# Dataset records start

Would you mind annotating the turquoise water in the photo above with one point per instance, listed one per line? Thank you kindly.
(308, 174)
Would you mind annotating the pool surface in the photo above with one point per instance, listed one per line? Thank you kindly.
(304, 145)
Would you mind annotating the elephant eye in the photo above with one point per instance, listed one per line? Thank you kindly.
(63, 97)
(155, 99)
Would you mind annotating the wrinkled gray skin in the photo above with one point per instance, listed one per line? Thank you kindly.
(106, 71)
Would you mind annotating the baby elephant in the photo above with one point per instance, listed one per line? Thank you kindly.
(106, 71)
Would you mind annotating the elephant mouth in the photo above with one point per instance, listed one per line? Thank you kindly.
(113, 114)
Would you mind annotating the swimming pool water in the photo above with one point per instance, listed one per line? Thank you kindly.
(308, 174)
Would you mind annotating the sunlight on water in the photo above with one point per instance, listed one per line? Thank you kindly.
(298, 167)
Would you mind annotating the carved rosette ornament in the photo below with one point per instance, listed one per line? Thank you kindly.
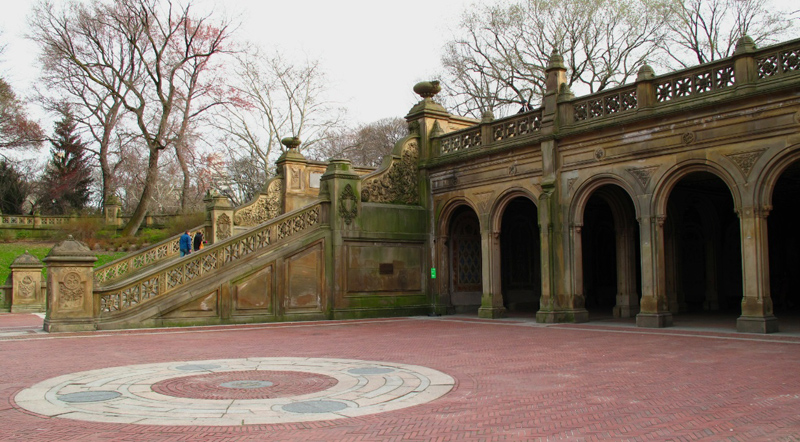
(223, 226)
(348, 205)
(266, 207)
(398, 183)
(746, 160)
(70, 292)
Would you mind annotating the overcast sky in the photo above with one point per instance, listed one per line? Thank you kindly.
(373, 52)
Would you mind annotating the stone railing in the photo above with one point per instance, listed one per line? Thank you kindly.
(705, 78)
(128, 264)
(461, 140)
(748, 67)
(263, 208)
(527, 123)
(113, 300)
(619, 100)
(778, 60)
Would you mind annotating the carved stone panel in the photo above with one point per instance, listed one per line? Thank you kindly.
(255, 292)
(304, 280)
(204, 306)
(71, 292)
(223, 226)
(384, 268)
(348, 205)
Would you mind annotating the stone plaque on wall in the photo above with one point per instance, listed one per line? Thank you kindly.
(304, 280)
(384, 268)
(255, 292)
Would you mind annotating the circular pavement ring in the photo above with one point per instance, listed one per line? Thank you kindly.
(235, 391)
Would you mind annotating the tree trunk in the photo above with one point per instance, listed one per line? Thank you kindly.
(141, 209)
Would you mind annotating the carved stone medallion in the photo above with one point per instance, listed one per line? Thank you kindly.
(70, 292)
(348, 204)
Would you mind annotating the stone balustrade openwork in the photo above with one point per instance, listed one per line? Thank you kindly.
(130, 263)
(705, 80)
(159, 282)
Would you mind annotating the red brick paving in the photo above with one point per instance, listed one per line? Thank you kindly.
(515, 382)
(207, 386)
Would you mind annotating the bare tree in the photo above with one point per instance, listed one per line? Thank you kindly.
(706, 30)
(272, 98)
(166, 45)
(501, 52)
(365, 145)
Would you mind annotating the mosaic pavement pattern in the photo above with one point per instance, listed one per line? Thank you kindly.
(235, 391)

# Dataset records end

▸ What needs to be done
Can you convert the records from the line containing "Would you mind annotating the mosaic" through the end of the records, inclusive, into a JSON list of strings, one string per line, leaving out any blank lines?

▸ Correct response
[
  "Would you mind annotating the mosaic pavement pattern in the photo above with one point per instance, listed one per line? Thank you kindly.",
  "(235, 391)"
]